* PASSAGE:
───

27 November 2013

The Meaning of it All, by Richard Feynman

Posted by Callan

feynAnother week, another audio book. In this case, it didn’t even take a day – the two and a half hours of philosophizing lectures from celebrated physicist and oddball Richard Feynman make excellent listening.

One of the reasons it works so well, I think, is that the material was originally delivered as a series of three lectures by Feynman. These were then transcribed into book form, and then read aloud by a narrator with a voice not unlike Feynman’s own. Full circle!

A second reason is Feynman’s fine style. He speaks precisely about simple, general things, offering in most cases just the right amount of elaboration or examples to make his point clear. He does have a few verbal tics which become obvious if you listen to all three lectures back to back, as I did. But so do we all – most of them are endearing and charming.

───

Write out the part of the Feynman audio book review from "Posted by Callan" to "own. Full circle!".

* GIVEN RECORDS:
───

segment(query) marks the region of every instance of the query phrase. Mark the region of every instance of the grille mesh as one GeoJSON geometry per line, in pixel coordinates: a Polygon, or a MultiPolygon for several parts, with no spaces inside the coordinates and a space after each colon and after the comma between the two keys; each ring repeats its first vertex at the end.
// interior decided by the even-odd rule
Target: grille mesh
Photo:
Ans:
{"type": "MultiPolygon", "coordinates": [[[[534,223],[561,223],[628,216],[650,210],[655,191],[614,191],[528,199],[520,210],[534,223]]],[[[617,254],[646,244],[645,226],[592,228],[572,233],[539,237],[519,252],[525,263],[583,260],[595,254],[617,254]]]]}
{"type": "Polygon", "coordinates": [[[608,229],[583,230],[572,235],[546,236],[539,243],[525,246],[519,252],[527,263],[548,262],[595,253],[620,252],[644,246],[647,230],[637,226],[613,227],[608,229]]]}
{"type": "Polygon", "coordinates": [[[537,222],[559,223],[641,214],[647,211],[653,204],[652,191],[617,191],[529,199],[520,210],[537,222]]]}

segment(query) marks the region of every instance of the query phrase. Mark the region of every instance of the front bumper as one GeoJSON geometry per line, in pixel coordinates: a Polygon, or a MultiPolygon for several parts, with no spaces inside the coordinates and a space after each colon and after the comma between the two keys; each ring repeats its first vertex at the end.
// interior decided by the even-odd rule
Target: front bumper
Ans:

───

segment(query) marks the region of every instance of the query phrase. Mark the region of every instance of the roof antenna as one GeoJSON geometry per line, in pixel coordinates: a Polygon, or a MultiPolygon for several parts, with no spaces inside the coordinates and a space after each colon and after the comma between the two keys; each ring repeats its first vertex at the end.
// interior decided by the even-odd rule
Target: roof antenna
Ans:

───

* EXERCISE OUTPUT:
Posted by Callan

feynAnother week, another audio book. In this case, it didn’t even take a day – the two and a half hours of philosophizing lectures from celebrated physicist and oddball Richard Feynman make excellent listening.

One of the reasons it works so well, I think, is that the material was originally delivered as a series of three lectures by Feynman. These were then transcribed into book form, and then read aloud by a narrator with a voice not unlike Feynman’s own. Full circle!